## TÂCHE DONNÉE
Peux-tu reproduire le texte affiché en entier, sans y changer un seul mot ?

## TEXTE AFFICHÉ
--

Le corps exquis

Brite, Poppy Z. ; traduit de l’anglais (Etats-Unis) par Jean-Daniel Brèque
Fantastique
Vauvert : Au diable Vauvert, 2022, 289 pages, 9 €

🙂 🙂 🙂 Un classique à ne pas mettre entre toutes les mains

Homosexuel nécrophile, Andrew Compton est emprisonné à vie dans une prison de haute sécurité en Angleterre pour le meurtre de 23 jeunes hommes. Alors qu’il réussit à s’échapper en prétendant être mort, il tente de se faire oublier en Nouvelle Orléans où sa fuite le mènera au contact de Jay, un autre tueur en série dont les obsessions pour le corps des hommes et la mort sont étrangement proches des siennes.

--

## DONNÉES AFFICHÉES
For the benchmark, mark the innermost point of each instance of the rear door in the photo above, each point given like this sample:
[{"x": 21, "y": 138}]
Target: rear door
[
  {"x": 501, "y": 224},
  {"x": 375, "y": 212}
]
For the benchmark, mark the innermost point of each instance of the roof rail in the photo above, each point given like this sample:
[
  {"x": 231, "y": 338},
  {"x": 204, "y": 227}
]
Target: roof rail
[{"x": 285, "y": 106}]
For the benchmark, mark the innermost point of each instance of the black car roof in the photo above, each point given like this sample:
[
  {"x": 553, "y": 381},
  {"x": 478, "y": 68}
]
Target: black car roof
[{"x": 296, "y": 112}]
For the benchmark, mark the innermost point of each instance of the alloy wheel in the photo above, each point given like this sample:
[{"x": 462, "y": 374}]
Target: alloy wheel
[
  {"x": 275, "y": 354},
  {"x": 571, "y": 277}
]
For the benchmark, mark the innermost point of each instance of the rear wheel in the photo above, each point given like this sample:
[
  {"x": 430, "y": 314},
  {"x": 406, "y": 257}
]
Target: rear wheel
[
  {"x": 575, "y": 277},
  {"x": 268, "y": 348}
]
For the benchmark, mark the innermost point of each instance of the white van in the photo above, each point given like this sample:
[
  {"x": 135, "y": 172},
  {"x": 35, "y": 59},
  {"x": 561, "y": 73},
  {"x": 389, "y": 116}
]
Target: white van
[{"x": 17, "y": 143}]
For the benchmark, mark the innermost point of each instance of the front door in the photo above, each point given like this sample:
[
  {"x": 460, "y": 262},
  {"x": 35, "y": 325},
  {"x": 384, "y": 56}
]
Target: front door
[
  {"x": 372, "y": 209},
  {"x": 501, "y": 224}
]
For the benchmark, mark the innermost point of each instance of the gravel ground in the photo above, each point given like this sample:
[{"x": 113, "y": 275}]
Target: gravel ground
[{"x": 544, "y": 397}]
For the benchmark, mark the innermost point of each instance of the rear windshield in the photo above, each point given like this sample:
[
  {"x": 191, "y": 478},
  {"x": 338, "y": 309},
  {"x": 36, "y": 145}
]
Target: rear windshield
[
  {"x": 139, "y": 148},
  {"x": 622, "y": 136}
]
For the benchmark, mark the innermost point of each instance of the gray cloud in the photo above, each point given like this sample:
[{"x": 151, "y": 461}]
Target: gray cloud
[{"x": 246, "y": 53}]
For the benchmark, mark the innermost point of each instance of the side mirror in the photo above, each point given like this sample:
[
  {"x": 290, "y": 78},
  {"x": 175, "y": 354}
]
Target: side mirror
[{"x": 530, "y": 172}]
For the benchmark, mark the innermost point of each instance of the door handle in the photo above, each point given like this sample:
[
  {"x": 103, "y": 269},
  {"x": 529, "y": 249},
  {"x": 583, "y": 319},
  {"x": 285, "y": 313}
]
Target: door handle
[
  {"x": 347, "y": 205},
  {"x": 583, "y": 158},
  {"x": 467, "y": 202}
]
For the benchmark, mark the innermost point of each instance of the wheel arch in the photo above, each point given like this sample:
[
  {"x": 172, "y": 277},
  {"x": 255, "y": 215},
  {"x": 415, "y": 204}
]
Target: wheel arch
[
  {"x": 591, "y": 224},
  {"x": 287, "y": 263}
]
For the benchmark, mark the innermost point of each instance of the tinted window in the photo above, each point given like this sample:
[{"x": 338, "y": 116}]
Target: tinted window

--

## RÉPONSE COMPLÈTE
Le corps exquis

Brite, Poppy Z. ; traduit de l’anglais (Etats-Unis) par Jean-Daniel Brèque
Fantastique
Vauvert : Au diable Vauvert, 2022, 289 pages, 9 €

🙂 🙂 🙂 Un classique à ne pas mettre entre toutes les mains

Homosexuel nécrophile, Andrew Compton est emprisonné à vie dans une prison de haute sécurité en Angleterre pour le meurtre de 23 jeunes hommes. Alors qu’il réussit à s’échapper en prétendant être mort, il tente de se faire oublier en Nouvelle Orléans où sa fuite le mènera au contact de Jay, un autre tueur en série dont les obsessions pour le corps des hommes et la mort sont étrangement proches des siennes.